● **Required work**
Rewrite the lines of the records from the line containing "mark the region of every instance of the dark" through the line containing "167], [1, 175]]", both included, as a numbered list with blank lines dropped.

-------- Material supplied --------

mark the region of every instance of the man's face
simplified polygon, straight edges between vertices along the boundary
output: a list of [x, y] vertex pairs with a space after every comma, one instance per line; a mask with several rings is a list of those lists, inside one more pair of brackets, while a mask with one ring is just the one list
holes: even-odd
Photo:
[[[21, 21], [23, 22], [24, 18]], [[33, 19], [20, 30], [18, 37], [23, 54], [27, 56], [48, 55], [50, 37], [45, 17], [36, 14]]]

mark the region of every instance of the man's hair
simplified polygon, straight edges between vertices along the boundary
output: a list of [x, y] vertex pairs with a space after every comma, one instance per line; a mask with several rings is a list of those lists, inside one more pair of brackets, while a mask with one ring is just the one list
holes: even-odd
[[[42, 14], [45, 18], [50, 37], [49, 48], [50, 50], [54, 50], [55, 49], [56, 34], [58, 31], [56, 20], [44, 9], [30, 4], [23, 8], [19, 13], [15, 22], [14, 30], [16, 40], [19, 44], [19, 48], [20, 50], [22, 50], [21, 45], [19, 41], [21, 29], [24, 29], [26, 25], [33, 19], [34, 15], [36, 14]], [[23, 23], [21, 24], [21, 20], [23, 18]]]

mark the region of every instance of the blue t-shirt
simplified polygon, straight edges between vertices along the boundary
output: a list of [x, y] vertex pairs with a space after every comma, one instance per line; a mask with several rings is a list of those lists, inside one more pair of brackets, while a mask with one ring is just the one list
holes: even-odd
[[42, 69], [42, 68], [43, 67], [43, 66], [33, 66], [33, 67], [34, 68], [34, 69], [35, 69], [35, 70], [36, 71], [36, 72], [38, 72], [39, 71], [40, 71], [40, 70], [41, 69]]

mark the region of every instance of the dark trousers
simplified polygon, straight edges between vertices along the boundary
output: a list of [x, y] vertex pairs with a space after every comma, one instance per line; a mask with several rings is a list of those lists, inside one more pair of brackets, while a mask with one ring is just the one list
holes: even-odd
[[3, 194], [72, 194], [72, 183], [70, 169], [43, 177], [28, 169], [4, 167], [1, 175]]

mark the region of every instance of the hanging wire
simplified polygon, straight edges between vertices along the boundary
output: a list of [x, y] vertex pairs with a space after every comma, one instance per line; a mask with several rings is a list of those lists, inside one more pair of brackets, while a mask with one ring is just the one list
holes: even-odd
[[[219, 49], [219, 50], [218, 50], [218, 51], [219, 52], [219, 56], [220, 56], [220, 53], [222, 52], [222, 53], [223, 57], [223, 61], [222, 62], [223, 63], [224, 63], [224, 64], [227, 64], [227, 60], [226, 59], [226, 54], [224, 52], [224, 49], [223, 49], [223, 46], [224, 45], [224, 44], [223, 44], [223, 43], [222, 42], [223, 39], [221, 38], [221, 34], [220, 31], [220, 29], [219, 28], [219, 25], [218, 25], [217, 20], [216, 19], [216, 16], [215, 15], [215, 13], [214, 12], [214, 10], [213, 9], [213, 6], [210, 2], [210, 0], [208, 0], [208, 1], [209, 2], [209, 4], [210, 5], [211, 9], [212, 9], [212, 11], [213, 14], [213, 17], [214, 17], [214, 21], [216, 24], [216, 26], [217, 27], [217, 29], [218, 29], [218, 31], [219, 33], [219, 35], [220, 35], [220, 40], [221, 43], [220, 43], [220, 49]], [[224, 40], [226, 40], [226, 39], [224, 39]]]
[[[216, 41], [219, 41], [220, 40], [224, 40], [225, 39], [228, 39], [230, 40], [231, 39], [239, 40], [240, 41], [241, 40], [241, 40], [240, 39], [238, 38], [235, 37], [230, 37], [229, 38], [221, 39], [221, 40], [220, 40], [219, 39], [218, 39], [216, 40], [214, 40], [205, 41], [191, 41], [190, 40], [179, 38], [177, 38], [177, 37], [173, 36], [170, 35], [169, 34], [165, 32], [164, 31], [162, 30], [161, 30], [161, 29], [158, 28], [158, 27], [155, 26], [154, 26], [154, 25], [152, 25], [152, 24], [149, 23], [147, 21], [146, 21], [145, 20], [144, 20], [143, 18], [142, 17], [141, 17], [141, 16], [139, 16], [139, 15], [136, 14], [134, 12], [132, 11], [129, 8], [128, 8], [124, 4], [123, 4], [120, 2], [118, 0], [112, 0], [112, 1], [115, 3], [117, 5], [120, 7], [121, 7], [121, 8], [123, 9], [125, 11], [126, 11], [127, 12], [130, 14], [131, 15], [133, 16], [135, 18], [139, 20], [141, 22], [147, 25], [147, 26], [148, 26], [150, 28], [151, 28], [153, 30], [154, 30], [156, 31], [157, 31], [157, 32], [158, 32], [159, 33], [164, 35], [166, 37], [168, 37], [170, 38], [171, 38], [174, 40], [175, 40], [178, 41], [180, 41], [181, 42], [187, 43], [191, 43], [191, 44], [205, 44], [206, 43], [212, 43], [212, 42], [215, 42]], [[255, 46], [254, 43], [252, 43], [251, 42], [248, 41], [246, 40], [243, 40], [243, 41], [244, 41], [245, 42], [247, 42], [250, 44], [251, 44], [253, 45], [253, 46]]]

--------

● **Written solution**
1. mark the region of every instance of the dark trousers
2. simplified polygon, straight edges between vertices along the boundary
3. output: a list of [x, y] vertex pairs with a space after every comma, one instance per line; a mask with several rings is a list of those lists, inside one more pair of brackets, while a mask with one ring is just the one list
4. holes: even-odd
5. [[3, 194], [72, 194], [72, 183], [70, 169], [43, 177], [28, 169], [4, 167], [1, 175]]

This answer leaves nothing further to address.